Problem details =
Copy out every one of the rows below, requests included, and shift each coordinate in the answers by adding 141 to it. Leave the numbers in the requests and their format samples unchanged.

Start of Information supplied

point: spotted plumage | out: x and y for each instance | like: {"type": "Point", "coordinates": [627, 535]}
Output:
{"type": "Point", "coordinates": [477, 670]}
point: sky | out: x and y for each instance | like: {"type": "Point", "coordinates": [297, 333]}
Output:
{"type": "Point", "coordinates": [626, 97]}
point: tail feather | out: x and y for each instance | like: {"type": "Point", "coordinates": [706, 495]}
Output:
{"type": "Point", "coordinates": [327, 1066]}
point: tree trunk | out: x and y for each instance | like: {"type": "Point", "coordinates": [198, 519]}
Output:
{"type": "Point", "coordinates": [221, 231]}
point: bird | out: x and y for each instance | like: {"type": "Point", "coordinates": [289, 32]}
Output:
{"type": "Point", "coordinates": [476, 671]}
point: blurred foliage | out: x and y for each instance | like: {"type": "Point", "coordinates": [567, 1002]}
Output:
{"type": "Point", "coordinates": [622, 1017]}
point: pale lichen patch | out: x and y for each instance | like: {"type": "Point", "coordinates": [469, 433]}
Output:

End of Information supplied

Exercise result =
point: spotted plumage | out: x and y for each instance | like: {"type": "Point", "coordinates": [627, 535]}
Output:
{"type": "Point", "coordinates": [618, 811]}
point: sky | out: x and y for each instance | like: {"type": "Point", "coordinates": [297, 333]}
Output:
{"type": "Point", "coordinates": [767, 238]}
point: tail feather | out: x and y for each instance | like: {"type": "Point", "coordinates": [706, 495]}
Output:
{"type": "Point", "coordinates": [468, 1207]}
point: tree trunk | out: x and y for each instance | like: {"type": "Point", "coordinates": [198, 519]}
Output:
{"type": "Point", "coordinates": [362, 372]}
point: bird | out: x and y for each instance | like: {"type": "Point", "coordinates": [289, 32]}
Output:
{"type": "Point", "coordinates": [617, 812]}
point: blurred foliage | out: x and y for each instance | like: {"type": "Point", "coordinates": [567, 1002]}
Output:
{"type": "Point", "coordinates": [763, 1158]}
point: pale lichen patch | out: x and y for each instance | like: {"type": "Point", "coordinates": [469, 433]}
Output:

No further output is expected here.